### Study questions
[1] According to the SIEGE trial summary, how many patients with metastatic pancreatic cancer took part in the trial?
[2] Revise a passage of the SIEGE trial summary: begin at the words "SIEGE (Scheduling nab-paclItaxEl" and stop after "different dosing schedules.", writing it out with "next-day dosing" changed to "delayed dosing".
Text under study below:
Pancreatic cancer is caused by abnormal cells growing in an uncontrolled way in the pancreas. The most common type of pancreatic cancer is pancreatic adenocarcinoma (PDAC). Because symptoms of PDAC are hardly noticed, most patients are diagnosed at the later stage. A current standard treatment for PDAC patients with cancer spreading to other parts of the body (metastatic PDAC) is a combination chemotherapy regimen using two drugs - nab-paclitaxel (nabP) and gemcitabine (Gem). They are routinely given on days 1, 8 and 15 of a 28 day cycle intravenously, one after the other on the same day.
SIEGE (Scheduling nab-paclItaxEl with GEmcitabine) was a UK multi-centre, randomised phase II trial. It was designed to test in patients an observation in mice experiments that suggested the mice lived longer if nabP was given at least 24 hours before Gem. 146 patients with metastatic pancreatic cancer took part in the trial. They received either standard same-day dosing, or next-day dosing, where Gem was given 24-h after nabP. The primary goal of the study was to measure how long it took for tumours to grow in the 2 groups of patients treated using the different dosing schedules.
End of Text under study.
Data section below:
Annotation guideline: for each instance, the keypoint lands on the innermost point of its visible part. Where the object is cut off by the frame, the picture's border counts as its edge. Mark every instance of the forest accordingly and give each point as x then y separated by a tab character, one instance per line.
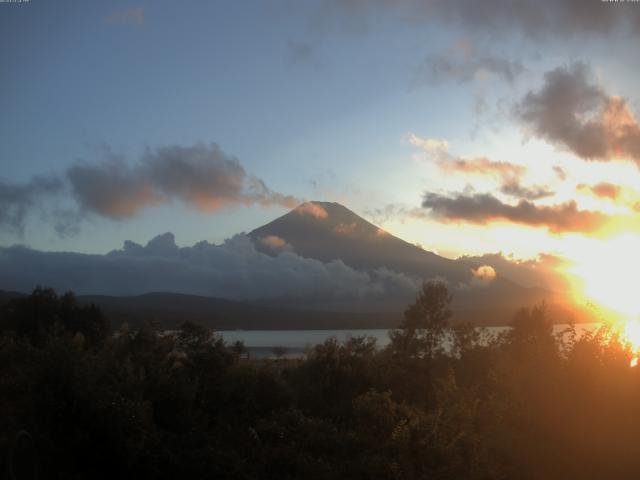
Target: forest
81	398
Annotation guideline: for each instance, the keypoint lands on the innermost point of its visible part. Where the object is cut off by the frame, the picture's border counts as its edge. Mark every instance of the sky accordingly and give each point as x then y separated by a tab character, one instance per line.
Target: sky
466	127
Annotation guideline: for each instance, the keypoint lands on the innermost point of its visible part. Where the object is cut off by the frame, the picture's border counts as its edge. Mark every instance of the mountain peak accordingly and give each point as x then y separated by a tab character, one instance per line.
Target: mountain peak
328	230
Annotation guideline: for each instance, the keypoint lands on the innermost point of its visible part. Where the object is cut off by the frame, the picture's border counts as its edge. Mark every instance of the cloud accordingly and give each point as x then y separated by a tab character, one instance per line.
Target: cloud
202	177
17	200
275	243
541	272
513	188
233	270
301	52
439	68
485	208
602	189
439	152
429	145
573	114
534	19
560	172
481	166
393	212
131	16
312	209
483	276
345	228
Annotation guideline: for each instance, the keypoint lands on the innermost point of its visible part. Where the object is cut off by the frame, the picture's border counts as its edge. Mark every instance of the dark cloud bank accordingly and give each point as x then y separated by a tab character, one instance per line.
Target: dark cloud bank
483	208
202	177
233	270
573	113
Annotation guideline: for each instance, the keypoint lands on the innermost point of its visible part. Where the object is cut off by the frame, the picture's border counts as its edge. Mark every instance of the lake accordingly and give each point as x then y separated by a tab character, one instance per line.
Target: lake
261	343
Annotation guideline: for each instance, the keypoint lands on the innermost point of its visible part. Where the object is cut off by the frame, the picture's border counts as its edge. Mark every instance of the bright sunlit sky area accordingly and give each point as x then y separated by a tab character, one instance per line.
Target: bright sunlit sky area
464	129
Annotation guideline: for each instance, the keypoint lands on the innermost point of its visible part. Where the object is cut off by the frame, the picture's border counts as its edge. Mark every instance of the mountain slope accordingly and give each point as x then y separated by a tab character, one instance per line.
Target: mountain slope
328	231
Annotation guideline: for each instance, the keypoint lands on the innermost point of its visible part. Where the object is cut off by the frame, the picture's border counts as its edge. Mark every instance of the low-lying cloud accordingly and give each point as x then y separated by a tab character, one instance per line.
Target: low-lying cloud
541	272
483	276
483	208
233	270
End of Data section.
### Exercise answers
[1] 146 patients

[2]
SIEGE (Scheduling nab-paclItaxEl with GEmcitabine) was a UK multi-centre, randomised phase II trial. It was designed to test in patients an observation in mice experiments that suggested the mice lived longer if nabP was given at least 24 hours before Gem. 146 patients with metastatic pancreatic cancer took part in the trial. They received either standard same-day dosing, or delayed dosing, where Gem was given 24-h after nabP. The primary goal of the study was to measure how long it took for tumours to grow in the 2 groups of patients treated using the different dosing schedules.